• **TASK**: What is expected is a word-for-word copy of all the entries.
━━━━━ RECORDS FOR PROCESSING
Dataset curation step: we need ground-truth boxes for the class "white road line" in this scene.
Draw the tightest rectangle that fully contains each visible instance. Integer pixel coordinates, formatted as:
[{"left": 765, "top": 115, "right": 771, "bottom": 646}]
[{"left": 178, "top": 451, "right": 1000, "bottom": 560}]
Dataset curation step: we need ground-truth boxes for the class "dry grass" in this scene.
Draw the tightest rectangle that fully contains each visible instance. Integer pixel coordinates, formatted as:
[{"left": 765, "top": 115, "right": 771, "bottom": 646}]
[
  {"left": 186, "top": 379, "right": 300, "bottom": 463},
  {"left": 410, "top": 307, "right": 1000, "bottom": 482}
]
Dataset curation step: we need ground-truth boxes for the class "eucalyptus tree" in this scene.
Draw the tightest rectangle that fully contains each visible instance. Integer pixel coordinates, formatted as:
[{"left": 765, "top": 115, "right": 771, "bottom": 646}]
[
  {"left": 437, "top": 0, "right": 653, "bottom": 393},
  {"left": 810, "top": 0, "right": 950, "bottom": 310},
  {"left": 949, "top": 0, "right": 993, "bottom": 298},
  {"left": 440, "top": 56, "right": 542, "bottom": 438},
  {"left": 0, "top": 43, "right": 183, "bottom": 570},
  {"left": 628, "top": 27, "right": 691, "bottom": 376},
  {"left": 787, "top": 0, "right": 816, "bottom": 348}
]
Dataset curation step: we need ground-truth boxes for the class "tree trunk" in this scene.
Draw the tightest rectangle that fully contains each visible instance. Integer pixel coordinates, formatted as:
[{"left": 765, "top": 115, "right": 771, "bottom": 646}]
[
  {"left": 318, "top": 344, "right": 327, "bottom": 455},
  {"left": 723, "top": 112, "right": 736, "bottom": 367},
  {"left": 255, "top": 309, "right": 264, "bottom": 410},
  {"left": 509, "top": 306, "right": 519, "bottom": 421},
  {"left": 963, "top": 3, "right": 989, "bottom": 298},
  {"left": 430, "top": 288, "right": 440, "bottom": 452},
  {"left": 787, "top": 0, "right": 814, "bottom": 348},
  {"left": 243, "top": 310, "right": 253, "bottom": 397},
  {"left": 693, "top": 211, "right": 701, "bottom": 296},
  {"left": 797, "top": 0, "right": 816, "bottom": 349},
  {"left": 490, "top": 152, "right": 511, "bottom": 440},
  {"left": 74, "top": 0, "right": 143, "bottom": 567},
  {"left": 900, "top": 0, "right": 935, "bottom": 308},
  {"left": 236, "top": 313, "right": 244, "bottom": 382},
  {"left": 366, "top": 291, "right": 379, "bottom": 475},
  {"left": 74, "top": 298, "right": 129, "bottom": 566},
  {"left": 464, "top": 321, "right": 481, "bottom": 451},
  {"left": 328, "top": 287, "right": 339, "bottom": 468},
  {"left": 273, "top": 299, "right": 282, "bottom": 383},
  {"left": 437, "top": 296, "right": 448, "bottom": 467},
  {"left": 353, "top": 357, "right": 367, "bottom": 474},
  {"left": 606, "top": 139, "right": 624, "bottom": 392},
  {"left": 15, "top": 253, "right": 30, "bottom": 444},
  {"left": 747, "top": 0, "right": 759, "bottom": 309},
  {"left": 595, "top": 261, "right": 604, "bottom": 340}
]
━━━━━━━━━━
• **ANSWER FOR THE TASK**:
Dataset curation step: we need ground-truth boxes for the class "white road line" in this scene.
Draw the tightest rectangle that fully contains each visible instance. Integer pixel coordinates, formatted as:
[{"left": 765, "top": 115, "right": 771, "bottom": 646}]
[{"left": 178, "top": 451, "right": 1000, "bottom": 560}]
Dataset curation step: we need ground-truth boxes for the class "dry grass" in this scene.
Draw the tightest rectangle that fully contains each visible instance. Integer pixel coordinates, formatted as:
[{"left": 765, "top": 115, "right": 771, "bottom": 646}]
[
  {"left": 186, "top": 379, "right": 300, "bottom": 463},
  {"left": 410, "top": 307, "right": 1000, "bottom": 482}
]
Dataset curation step: we need ground-truth boxes for the class "eucalyptus tree" in this scene.
Draw the tightest rectangle that fully contains each visible instance. Integer pixel coordinates, formatted as:
[{"left": 765, "top": 115, "right": 771, "bottom": 646}]
[
  {"left": 437, "top": 0, "right": 653, "bottom": 393},
  {"left": 810, "top": 0, "right": 950, "bottom": 310},
  {"left": 949, "top": 0, "right": 993, "bottom": 298},
  {"left": 440, "top": 56, "right": 542, "bottom": 438},
  {"left": 0, "top": 43, "right": 183, "bottom": 570},
  {"left": 628, "top": 27, "right": 691, "bottom": 376},
  {"left": 787, "top": 0, "right": 816, "bottom": 348}
]
Dataset curation step: we need ground-truth boxes for the class "tree trunk" in this scene.
Draw the tightest rectangle that fully contains each visible instance. Integer pixel coordinates, formatted as:
[{"left": 765, "top": 115, "right": 771, "bottom": 646}]
[
  {"left": 318, "top": 344, "right": 327, "bottom": 455},
  {"left": 723, "top": 112, "right": 736, "bottom": 367},
  {"left": 255, "top": 309, "right": 264, "bottom": 410},
  {"left": 509, "top": 306, "right": 519, "bottom": 421},
  {"left": 963, "top": 3, "right": 989, "bottom": 298},
  {"left": 430, "top": 288, "right": 440, "bottom": 452},
  {"left": 787, "top": 0, "right": 814, "bottom": 348},
  {"left": 243, "top": 310, "right": 253, "bottom": 397},
  {"left": 693, "top": 211, "right": 701, "bottom": 296},
  {"left": 797, "top": 0, "right": 816, "bottom": 349},
  {"left": 490, "top": 152, "right": 511, "bottom": 440},
  {"left": 74, "top": 0, "right": 143, "bottom": 567},
  {"left": 900, "top": 0, "right": 935, "bottom": 308},
  {"left": 236, "top": 313, "right": 244, "bottom": 382},
  {"left": 366, "top": 291, "right": 379, "bottom": 475},
  {"left": 74, "top": 298, "right": 129, "bottom": 566},
  {"left": 464, "top": 321, "right": 481, "bottom": 451},
  {"left": 328, "top": 287, "right": 339, "bottom": 468},
  {"left": 273, "top": 299, "right": 282, "bottom": 383},
  {"left": 437, "top": 296, "right": 448, "bottom": 467},
  {"left": 353, "top": 357, "right": 367, "bottom": 474},
  {"left": 606, "top": 139, "right": 624, "bottom": 392},
  {"left": 15, "top": 253, "right": 30, "bottom": 444},
  {"left": 747, "top": 0, "right": 759, "bottom": 309},
  {"left": 595, "top": 261, "right": 604, "bottom": 340}
]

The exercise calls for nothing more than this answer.